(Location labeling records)
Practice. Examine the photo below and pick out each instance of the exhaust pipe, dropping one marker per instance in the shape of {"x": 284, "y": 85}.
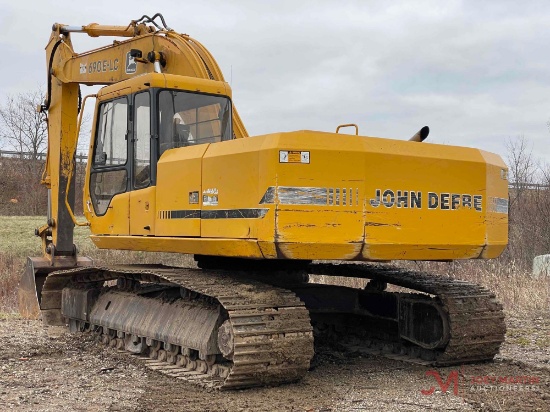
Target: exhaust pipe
{"x": 421, "y": 135}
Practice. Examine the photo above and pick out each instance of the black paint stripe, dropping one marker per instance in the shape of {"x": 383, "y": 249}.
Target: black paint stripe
{"x": 214, "y": 214}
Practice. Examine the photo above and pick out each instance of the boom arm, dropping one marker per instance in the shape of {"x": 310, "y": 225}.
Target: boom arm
{"x": 165, "y": 50}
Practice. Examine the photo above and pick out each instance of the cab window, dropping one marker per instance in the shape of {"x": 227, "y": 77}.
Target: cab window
{"x": 191, "y": 118}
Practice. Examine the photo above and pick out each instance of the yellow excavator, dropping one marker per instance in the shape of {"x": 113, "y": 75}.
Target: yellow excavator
{"x": 171, "y": 168}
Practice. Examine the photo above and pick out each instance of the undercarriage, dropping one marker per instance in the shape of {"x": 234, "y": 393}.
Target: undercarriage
{"x": 230, "y": 329}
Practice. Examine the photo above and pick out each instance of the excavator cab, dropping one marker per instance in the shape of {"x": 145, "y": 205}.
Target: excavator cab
{"x": 136, "y": 122}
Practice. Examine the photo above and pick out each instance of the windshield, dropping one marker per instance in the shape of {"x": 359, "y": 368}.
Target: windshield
{"x": 190, "y": 118}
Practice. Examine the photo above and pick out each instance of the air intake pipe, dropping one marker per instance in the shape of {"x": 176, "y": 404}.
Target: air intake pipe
{"x": 421, "y": 135}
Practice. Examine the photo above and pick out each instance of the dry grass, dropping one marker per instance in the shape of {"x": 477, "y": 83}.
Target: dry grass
{"x": 513, "y": 286}
{"x": 17, "y": 241}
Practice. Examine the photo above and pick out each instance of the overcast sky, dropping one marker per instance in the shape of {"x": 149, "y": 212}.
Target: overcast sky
{"x": 476, "y": 72}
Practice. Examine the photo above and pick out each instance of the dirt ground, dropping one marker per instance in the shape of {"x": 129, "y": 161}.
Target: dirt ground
{"x": 72, "y": 372}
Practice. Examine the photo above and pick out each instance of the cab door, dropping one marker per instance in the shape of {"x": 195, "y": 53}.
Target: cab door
{"x": 143, "y": 193}
{"x": 106, "y": 193}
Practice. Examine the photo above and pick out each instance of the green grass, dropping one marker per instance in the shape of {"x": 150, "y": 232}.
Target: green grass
{"x": 17, "y": 234}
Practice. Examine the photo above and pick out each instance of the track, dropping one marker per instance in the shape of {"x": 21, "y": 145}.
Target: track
{"x": 475, "y": 318}
{"x": 266, "y": 330}
{"x": 264, "y": 333}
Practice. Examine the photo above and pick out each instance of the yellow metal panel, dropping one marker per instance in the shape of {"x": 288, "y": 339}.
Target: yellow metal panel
{"x": 178, "y": 181}
{"x": 230, "y": 174}
{"x": 143, "y": 211}
{"x": 219, "y": 247}
{"x": 116, "y": 220}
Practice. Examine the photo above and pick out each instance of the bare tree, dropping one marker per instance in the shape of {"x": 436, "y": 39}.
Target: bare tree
{"x": 21, "y": 127}
{"x": 522, "y": 166}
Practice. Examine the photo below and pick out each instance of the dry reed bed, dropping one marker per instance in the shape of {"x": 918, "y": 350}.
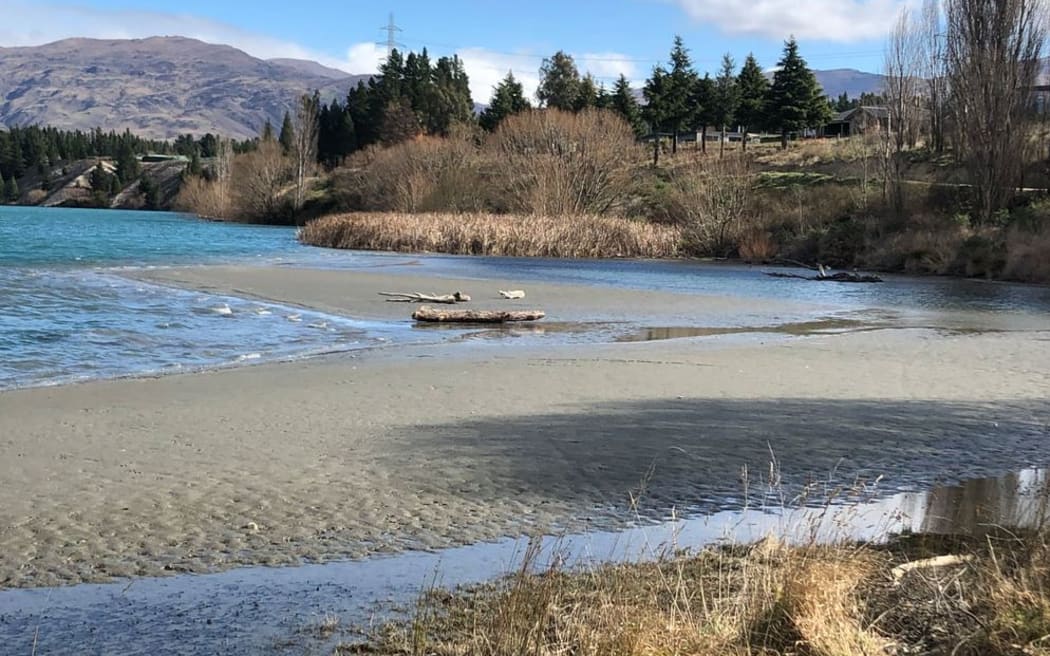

▶ Exercise aim
Write out the lines above as a numbered list, leaving out blank lines and the pictures.

▶ The reply
1. Practice. Examine the photo below and pick out each instance of the exhaust pipe, dropping one marker per instance in the shape of {"x": 284, "y": 85}.
2. Target: exhaust pipe
3. {"x": 421, "y": 135}
4. Practice. Examine the photo above and pick out each instance of the black paint stripe, dropping one marker per instance in the shape of {"x": 383, "y": 249}.
5. Target: black paint stripe
6. {"x": 214, "y": 214}
7. Practice. Examine the photo above and pick out each instance of the boom arm, dropping one marker per instance in the shape of {"x": 310, "y": 225}.
8. Target: boom arm
9. {"x": 165, "y": 50}
10. Practice. Examine the photo above and pick out each instance of the cab window, dropping one marker per instance in the shape of {"x": 227, "y": 77}.
11. Target: cab window
12. {"x": 191, "y": 118}
13. Practice. Examine the photo above and pick out each instance of the yellow excavator, dropping one marker per instance in the shape of {"x": 113, "y": 75}.
14. Target: yellow excavator
15. {"x": 171, "y": 168}
16. Practice. Examine the photo above and pick out each instance of the undercarriage, dropping one marker per instance in the shape of {"x": 234, "y": 393}.
17. Target: undercarriage
18. {"x": 230, "y": 329}
19. Practice. Examine the photo above and pick out each instance of the excavator cab, dropping one marker per instance in the shape of {"x": 145, "y": 205}.
20. Target: excavator cab
21. {"x": 136, "y": 122}
22. Practice. Examine the photo above and pick out each instance of the windshield, dropping one marker per instance in the shape of {"x": 359, "y": 368}.
23. Target: windshield
24. {"x": 190, "y": 118}
25. Practice. Examine the photo above and pick out each instance of the air intake pipe, dropping one marker per instance in the shape of {"x": 176, "y": 404}.
26. Target: air intake pipe
27. {"x": 421, "y": 135}
28. Practice. Examine the photo above and pick out each instance of the dry grass, dropping one marker per instance in the shape of {"x": 477, "y": 83}.
29. Target: dry grass
30. {"x": 513, "y": 286}
31. {"x": 17, "y": 241}
32. Practice. Examine the photo above and pick out each instance of the overcast sky, dropping one marker per instance in the shape of {"x": 149, "y": 212}.
33. Target: overcast sky
34. {"x": 476, "y": 72}
35. Practice. Examine the photo above and pick out each instance of the dirt ground, dropping one marker per instance in the shape of {"x": 129, "y": 161}.
36. Target: dirt ground
37. {"x": 72, "y": 372}
38. Practice. Examine the photo above and pick out each instance of the cab door, dropping one marker per instance in the shape of {"x": 195, "y": 53}.
39. Target: cab door
40. {"x": 143, "y": 193}
41. {"x": 106, "y": 193}
42. Practice. Examine the photo above and pick out each instance of the green grass, dropping one marker per instance in the shape of {"x": 150, "y": 232}.
43. Target: green grass
44. {"x": 17, "y": 234}
45. Practice. Examine the photo above and pick out each instance of the track, dropping one marker per instance in the shape of {"x": 21, "y": 145}.
46. Target: track
47. {"x": 475, "y": 318}
48. {"x": 266, "y": 330}
49. {"x": 264, "y": 333}
50. Practice. Examine the photo above and pick out each instance of the yellow metal panel, dropping one marker per instance in the shape of {"x": 288, "y": 339}.
51. Target: yellow metal panel
52. {"x": 178, "y": 181}
53. {"x": 230, "y": 174}
54. {"x": 143, "y": 211}
55. {"x": 219, "y": 247}
56. {"x": 116, "y": 220}
57. Practice. Examine the photo above and pick out each instance of the bare tree, dropping one marker per instance in the shape of {"x": 436, "y": 39}.
58. Target: bare tree
59. {"x": 21, "y": 127}
60. {"x": 522, "y": 166}
61. Practice. Examine the photo below and pick out each instance of the dry reed bed, dropping one marker per instance in the shape of {"x": 918, "y": 350}.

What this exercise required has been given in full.